_WHAT YOU WILL DO_: Below are some records. Output the lines from the first one through the line that holds "the silhouetted cliff", exactly as written, with no pictures.

(Source data)

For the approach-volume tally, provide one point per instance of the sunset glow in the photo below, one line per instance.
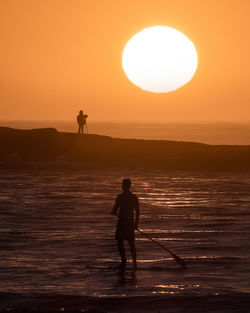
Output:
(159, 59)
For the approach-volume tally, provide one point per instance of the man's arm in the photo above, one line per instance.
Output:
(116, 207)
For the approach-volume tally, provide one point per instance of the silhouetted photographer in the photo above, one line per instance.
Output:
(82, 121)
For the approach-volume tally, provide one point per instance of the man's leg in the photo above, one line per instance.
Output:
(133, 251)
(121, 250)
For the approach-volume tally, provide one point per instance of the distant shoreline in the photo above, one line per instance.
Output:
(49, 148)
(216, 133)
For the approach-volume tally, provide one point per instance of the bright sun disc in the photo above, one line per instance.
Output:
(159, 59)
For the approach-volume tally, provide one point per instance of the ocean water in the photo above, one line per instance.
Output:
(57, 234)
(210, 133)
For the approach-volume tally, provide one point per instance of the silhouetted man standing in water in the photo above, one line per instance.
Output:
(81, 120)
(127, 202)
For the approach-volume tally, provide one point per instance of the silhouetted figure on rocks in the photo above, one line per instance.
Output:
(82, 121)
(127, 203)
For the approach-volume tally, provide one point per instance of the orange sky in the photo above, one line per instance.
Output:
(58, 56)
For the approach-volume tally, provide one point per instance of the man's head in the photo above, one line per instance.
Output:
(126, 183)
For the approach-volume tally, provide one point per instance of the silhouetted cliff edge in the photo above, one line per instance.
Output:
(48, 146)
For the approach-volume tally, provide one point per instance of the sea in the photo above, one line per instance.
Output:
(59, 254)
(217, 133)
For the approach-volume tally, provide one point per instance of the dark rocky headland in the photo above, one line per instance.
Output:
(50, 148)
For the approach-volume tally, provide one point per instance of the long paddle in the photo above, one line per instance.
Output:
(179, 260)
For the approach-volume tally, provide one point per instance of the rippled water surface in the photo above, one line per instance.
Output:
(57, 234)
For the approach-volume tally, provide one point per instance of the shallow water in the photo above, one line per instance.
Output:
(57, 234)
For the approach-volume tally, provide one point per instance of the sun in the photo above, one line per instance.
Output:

_WRITTEN SOLUTION_:
For the approach-volume tally, provide one point per instance of the sunset glow in the photo below, one line per instance.
Output:
(159, 59)
For the approach-volume tally, provide one point per instance of the man's arm in the photo above, one line per instance.
Output:
(116, 207)
For the approach-volume tally, provide one point per instance of the silhouetted photographer in the photo above, one line per instance.
Output:
(82, 121)
For the approach-volume tally, provide one point per instance of the man's leg in the photo above, one line per instance.
Output:
(133, 251)
(121, 250)
For the approach-volume tally, provide one point per instance of the distant shoreline in the photo above, one line per instance.
Output:
(49, 148)
(216, 133)
For the approach-volume tally, provide one point per instance of the bright sun disc in the photo above, one line per instance.
Output:
(159, 59)
For the approach-volume tally, provide one point per instance of the ocean water in the photo above, one line per instance.
Output:
(57, 234)
(210, 133)
For the approach-volume tally, provide one point per instance of the silhouetted man standing in water in the photo above, one line per instance.
Output:
(81, 120)
(127, 202)
For the approach-volume tally, provide one point per instance of the silhouetted figure on rocks in the photo above, one line per instance.
Output:
(82, 121)
(127, 203)
For the approach-volume tally, provide one point per instance of the orange sky in the photo above, one line per instance.
Output:
(58, 56)
For the approach-volume tally, provide one point per instance of the man's head in the photo above, one line per instance.
Output:
(126, 183)
For the approach-volume tally, provide one point per instance of the silhouetted cliff edge in the photo above, one line per instance.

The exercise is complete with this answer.